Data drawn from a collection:
################

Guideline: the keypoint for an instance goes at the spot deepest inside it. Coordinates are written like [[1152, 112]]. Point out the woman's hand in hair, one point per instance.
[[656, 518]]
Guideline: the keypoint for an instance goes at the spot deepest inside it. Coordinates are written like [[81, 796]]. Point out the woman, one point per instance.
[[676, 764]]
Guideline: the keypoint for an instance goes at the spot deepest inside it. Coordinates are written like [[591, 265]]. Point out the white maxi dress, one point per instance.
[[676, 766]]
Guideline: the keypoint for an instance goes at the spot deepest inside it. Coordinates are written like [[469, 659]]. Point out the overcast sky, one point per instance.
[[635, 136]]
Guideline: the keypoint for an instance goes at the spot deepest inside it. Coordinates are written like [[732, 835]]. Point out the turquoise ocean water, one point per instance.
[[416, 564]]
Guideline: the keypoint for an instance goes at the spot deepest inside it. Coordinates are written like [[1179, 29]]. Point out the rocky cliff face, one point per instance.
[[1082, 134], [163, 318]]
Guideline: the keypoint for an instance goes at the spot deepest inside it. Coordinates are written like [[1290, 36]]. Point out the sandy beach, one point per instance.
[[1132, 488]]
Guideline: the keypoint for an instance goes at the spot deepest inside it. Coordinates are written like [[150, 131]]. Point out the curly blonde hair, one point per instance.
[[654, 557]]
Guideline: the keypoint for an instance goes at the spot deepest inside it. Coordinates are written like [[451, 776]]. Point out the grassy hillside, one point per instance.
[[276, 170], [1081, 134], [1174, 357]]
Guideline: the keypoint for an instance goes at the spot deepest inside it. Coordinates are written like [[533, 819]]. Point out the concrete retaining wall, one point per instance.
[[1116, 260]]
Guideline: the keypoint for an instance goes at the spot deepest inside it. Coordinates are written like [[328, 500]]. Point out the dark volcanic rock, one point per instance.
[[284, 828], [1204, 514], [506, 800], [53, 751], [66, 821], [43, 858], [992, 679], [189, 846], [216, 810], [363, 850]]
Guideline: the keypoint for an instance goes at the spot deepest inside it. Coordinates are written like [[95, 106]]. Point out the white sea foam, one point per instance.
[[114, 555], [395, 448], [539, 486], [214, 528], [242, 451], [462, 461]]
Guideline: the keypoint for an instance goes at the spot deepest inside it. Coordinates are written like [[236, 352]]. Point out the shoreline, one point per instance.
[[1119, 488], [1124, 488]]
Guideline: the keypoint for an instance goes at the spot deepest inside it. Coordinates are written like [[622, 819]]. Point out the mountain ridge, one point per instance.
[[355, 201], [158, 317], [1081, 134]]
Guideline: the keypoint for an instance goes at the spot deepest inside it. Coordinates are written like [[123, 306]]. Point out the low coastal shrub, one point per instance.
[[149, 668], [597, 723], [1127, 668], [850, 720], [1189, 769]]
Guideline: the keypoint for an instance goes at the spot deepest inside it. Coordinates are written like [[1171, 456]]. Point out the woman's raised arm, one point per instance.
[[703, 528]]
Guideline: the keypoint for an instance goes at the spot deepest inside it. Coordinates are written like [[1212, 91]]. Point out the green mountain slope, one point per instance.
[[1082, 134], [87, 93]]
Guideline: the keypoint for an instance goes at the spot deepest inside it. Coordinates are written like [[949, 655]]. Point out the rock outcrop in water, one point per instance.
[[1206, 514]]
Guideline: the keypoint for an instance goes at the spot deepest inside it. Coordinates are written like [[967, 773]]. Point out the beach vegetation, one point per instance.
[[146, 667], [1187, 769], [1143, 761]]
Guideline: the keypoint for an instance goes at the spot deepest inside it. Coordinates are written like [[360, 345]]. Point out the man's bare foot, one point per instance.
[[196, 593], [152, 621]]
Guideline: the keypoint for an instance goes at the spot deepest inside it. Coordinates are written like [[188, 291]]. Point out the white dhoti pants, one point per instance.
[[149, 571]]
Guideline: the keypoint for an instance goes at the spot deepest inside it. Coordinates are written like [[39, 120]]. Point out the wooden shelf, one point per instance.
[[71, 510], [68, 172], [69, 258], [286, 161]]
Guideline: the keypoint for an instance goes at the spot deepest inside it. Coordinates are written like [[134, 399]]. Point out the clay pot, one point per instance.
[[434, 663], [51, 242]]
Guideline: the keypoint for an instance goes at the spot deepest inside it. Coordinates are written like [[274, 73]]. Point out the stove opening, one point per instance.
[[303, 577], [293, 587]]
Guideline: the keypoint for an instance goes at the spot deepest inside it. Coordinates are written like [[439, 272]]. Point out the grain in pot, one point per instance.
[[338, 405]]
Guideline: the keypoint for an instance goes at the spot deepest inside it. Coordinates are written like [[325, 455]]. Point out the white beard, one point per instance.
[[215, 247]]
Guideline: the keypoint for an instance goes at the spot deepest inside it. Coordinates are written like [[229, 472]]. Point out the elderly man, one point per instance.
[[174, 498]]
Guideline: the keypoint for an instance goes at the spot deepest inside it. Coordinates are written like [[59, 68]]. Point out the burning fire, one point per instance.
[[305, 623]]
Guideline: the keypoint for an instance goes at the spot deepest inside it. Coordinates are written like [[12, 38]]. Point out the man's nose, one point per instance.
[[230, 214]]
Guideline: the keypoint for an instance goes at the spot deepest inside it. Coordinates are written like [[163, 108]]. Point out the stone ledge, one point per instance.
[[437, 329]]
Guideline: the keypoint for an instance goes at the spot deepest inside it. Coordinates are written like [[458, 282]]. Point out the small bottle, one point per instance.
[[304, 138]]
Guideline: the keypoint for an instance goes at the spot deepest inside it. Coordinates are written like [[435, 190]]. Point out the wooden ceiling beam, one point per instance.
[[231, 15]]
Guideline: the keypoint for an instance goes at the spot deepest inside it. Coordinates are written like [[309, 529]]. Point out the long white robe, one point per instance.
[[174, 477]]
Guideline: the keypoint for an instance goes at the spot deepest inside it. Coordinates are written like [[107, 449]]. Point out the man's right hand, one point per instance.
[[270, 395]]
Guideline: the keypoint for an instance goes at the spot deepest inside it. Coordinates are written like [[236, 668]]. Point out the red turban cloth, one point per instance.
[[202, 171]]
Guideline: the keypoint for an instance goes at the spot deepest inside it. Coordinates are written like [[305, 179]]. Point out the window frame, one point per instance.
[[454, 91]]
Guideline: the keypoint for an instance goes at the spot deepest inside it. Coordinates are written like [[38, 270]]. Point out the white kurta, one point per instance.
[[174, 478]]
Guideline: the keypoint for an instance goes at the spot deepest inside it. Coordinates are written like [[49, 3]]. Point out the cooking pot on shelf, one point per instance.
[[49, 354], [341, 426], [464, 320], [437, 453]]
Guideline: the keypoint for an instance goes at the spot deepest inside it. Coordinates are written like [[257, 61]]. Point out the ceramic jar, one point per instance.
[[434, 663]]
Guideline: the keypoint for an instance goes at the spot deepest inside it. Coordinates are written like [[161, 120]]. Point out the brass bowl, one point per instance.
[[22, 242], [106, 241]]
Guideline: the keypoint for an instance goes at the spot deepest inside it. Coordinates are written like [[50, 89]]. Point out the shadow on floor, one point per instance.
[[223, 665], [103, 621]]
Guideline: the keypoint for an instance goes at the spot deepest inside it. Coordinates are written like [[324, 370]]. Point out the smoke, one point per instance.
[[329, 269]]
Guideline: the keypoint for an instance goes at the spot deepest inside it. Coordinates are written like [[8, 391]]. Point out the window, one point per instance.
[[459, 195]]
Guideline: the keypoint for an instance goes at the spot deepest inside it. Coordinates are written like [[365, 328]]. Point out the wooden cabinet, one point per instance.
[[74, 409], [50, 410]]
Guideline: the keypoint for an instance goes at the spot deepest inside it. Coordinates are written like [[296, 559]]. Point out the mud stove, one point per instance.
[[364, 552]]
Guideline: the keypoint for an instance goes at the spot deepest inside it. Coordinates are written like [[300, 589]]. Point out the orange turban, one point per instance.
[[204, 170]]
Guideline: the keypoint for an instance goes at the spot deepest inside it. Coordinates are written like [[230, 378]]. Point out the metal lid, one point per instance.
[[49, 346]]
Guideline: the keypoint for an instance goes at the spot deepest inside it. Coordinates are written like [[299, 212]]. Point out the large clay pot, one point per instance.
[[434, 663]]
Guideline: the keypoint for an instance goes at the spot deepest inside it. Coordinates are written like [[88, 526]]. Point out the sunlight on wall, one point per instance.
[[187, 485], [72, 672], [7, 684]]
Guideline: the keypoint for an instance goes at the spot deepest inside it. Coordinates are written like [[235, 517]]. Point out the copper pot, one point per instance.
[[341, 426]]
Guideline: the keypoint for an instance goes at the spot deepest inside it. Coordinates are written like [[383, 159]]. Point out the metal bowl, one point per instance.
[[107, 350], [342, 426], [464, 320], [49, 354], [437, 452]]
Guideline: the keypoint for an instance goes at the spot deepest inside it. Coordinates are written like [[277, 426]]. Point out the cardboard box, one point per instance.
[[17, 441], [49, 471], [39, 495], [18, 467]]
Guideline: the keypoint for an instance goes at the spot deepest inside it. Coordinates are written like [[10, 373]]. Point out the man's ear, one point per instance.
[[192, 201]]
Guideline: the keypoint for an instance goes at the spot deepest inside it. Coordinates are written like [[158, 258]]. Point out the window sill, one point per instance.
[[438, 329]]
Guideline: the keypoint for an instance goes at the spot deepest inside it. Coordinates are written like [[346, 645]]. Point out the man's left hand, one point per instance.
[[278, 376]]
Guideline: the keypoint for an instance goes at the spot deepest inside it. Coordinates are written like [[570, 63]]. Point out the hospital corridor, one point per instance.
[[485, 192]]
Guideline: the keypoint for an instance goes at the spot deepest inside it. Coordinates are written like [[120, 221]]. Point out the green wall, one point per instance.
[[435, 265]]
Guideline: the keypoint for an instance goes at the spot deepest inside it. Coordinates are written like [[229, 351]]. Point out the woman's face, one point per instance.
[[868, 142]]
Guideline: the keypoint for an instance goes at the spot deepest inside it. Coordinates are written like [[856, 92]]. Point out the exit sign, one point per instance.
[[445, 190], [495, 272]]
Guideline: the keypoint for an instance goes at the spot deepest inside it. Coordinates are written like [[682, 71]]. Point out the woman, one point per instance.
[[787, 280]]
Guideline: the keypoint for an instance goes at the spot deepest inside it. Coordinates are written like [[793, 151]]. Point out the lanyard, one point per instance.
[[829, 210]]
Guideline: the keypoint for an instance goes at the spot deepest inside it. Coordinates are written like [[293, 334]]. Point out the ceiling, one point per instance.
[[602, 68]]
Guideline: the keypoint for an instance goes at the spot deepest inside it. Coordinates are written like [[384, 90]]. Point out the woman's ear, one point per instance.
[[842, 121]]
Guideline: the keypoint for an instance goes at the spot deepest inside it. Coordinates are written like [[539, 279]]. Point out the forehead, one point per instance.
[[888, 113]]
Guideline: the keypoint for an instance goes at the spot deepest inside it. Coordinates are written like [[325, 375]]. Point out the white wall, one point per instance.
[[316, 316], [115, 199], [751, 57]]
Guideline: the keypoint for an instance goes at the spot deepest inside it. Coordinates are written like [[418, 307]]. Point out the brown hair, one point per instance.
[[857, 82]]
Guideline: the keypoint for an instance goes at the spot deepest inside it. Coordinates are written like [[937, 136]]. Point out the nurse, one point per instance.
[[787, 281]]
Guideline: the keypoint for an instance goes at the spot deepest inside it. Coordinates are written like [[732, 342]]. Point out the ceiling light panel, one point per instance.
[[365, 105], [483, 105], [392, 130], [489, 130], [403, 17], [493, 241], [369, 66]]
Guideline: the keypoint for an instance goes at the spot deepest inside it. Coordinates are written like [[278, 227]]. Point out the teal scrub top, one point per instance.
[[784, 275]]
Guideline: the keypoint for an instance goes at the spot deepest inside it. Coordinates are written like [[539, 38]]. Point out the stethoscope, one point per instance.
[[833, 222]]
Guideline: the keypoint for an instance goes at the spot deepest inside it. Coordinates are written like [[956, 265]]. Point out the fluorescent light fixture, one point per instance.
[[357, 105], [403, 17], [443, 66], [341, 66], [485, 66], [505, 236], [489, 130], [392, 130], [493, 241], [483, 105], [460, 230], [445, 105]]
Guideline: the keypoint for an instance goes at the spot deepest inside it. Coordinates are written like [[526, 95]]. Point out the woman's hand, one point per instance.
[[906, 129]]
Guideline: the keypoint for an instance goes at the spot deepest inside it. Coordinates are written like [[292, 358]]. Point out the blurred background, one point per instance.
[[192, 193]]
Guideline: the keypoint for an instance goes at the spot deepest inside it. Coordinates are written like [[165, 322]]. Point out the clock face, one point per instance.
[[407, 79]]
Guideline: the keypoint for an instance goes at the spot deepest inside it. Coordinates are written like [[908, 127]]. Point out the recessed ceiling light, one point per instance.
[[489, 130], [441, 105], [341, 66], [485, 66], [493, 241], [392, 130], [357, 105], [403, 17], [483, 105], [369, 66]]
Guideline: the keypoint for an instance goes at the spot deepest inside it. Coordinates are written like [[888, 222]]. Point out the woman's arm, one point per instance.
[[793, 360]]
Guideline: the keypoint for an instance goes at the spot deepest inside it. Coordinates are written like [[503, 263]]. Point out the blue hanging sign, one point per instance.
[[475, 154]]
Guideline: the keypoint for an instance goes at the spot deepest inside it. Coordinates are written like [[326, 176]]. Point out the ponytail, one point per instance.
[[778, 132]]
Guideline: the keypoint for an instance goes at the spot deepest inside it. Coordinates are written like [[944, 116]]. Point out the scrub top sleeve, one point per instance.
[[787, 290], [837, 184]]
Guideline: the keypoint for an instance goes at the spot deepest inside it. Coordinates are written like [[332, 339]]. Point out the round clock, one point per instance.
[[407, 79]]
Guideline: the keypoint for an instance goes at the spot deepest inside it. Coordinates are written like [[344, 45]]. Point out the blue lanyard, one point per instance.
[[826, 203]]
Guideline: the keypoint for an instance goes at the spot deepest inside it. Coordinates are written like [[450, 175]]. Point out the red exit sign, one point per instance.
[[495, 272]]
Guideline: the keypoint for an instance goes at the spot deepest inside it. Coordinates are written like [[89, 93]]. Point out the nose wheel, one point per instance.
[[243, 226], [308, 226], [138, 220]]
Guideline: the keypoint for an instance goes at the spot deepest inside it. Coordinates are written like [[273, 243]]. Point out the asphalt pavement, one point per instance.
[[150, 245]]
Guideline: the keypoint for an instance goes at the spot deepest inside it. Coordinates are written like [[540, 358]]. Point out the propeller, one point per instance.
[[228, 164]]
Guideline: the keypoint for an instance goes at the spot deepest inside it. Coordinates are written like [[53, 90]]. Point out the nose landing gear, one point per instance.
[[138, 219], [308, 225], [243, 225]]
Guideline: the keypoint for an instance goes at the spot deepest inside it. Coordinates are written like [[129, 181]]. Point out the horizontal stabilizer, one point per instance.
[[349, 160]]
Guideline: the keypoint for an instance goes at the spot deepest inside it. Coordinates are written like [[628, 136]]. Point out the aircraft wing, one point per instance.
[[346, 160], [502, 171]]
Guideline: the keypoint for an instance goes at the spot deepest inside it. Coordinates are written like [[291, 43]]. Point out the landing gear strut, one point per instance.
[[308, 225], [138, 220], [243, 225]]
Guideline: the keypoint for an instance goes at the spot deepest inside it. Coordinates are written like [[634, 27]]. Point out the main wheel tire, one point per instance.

################

GIVEN EXERCISE: Repeat the stretch from the line containing "strut, one point per instance." through the end of the rows above, word for word.

RESULT OF THE EXERCISE:
Guideline: the keypoint for an instance goes at the spot deepest inside it. Coordinates are written like [[291, 43]]. Point out the landing gear strut, one point per instance.
[[308, 225], [138, 220], [243, 225]]
Guideline: the keypoint for an instance goes at the spot deepest inside it. Coordinates are written like [[634, 27]]. Point out the main wheel tire, one point per instance.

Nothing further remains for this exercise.